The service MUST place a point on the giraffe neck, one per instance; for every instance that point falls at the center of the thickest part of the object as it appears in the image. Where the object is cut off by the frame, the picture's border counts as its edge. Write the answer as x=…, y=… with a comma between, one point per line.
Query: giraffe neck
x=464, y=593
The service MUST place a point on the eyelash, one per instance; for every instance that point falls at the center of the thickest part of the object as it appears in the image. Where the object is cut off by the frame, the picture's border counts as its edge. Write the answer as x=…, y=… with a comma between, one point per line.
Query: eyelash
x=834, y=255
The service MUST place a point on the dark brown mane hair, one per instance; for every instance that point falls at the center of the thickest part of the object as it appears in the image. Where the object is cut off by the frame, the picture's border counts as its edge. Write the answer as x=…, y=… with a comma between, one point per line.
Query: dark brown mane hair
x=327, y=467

Written instruction
Put the lines above into a Markdown table with two columns, Row and Line. Number each row and leave out any blank lines.

Problem solution
| Row | Line |
|---|---|
| 1 | The service MUST place a point on the giraffe neck, one per instance; for every instance that point falls at the center of the thickest part of the object as it appears in the image. Where the object is cut off by the frame, the picture's border counts as its edge. Write the answer as x=…, y=… with a comma between, one point per line. |
| 2 | Query: giraffe neck |
| 3 | x=464, y=593 |
| 4 | The service MUST place a point on the eyelash, one per instance; for every instance that point falls at the center of the thickest part of the object as it appears in the image. Where the object is cut off by the frame, the picture's border counts as its edge. Write the answer as x=…, y=… with a comma between, one point per line. |
| 5 | Query: eyelash |
| 6 | x=834, y=255 |
| 7 | The service MUST place a point on the dark brown mane hair, one per instance; for every instance that point falls at the center of the thickest part of the object as it appears in the image. Where the object is cut off by the frame, the picture's border counts as its edge. Write the answer as x=…, y=… with a comma between, one point per line. |
| 8 | Query: dark brown mane hair |
| 9 | x=327, y=467 |